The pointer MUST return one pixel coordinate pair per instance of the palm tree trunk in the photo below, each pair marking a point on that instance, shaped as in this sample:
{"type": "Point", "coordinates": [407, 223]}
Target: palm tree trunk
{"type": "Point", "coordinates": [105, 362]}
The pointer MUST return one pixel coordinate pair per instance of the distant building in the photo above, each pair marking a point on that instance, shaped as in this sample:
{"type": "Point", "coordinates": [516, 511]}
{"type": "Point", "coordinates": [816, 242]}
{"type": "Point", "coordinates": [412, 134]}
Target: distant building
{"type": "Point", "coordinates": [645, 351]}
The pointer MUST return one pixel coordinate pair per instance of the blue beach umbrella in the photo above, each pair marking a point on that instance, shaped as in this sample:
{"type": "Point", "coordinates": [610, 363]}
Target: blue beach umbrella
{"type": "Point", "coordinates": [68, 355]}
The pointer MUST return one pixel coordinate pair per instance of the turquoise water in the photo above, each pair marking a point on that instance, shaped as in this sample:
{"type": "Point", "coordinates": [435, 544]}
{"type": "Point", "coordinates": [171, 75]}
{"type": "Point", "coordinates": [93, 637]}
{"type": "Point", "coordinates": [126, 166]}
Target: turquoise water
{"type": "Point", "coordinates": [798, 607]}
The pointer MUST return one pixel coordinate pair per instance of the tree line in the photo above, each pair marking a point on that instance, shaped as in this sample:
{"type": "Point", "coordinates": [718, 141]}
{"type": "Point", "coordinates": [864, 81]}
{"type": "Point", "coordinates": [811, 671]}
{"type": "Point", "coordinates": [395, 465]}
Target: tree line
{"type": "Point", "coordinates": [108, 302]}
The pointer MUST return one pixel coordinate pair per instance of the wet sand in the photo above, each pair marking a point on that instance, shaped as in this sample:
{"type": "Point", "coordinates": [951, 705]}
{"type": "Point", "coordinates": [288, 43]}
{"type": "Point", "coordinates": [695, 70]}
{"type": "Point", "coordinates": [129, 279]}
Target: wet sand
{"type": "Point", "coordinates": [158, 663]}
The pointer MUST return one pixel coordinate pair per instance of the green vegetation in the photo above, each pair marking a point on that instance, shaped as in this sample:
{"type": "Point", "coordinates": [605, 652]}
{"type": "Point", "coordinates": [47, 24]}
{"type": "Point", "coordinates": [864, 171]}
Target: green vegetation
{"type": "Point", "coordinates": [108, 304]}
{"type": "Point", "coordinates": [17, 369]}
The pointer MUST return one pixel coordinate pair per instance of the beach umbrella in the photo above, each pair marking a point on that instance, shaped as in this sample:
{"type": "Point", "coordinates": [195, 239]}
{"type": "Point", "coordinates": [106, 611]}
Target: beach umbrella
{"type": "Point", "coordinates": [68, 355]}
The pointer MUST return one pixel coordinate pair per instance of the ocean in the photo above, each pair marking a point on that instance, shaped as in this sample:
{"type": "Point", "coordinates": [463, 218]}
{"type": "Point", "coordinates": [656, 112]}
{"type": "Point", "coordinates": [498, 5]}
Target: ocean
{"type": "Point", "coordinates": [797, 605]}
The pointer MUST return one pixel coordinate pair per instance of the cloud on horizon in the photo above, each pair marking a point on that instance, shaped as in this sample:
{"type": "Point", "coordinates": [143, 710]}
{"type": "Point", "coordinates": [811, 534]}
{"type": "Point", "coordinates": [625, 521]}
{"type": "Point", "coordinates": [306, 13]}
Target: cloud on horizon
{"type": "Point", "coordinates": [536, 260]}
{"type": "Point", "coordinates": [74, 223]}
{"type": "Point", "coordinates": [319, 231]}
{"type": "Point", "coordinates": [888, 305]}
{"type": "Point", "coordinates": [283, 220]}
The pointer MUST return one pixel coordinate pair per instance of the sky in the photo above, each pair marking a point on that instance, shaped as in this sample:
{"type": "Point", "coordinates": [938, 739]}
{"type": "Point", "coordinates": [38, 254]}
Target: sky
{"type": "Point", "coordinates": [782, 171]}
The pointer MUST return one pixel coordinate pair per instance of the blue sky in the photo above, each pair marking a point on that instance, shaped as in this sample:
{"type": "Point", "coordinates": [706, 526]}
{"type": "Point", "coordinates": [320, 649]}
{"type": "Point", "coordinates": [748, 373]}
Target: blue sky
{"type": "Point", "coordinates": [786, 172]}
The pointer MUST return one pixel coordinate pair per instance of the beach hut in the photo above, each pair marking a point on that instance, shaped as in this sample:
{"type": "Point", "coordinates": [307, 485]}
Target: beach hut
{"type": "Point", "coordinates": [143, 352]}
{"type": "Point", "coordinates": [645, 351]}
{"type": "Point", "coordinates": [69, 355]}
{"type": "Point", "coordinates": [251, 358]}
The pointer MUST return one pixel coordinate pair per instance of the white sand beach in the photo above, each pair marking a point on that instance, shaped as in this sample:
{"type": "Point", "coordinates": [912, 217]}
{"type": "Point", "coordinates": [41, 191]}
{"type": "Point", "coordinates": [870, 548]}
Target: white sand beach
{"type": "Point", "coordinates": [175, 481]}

----------------

WHAT YOU ARE ASKED TO DO = Turn the records into a Markdown table with two columns, Row and Line. Begin at the line that contains "the beach hut" and stop at the end of the records, number each row, and leave out blank lines.

WORKED SOLUTION =
| Row | Line |
|---|---|
| 1 | The pointer MUST return one pixel coordinate pair per instance of the beach hut in the photo above, each pair marking a point on that instance, shaped as in this sample: |
| 2 | {"type": "Point", "coordinates": [307, 485]} |
| 3 | Target: beach hut |
| 4 | {"type": "Point", "coordinates": [143, 352]} |
| 5 | {"type": "Point", "coordinates": [645, 351]} |
| 6 | {"type": "Point", "coordinates": [69, 355]} |
| 7 | {"type": "Point", "coordinates": [251, 358]} |
| 8 | The pointer MUST return one pixel coordinate pair per instance of the white sand beach in the photo above, each pair marking a point on that instance, shaped as in this sample: |
| 9 | {"type": "Point", "coordinates": [912, 217]} |
| 10 | {"type": "Point", "coordinates": [41, 191]} |
| 11 | {"type": "Point", "coordinates": [870, 548]} |
| 12 | Target: white sand beach |
| 13 | {"type": "Point", "coordinates": [175, 481]} |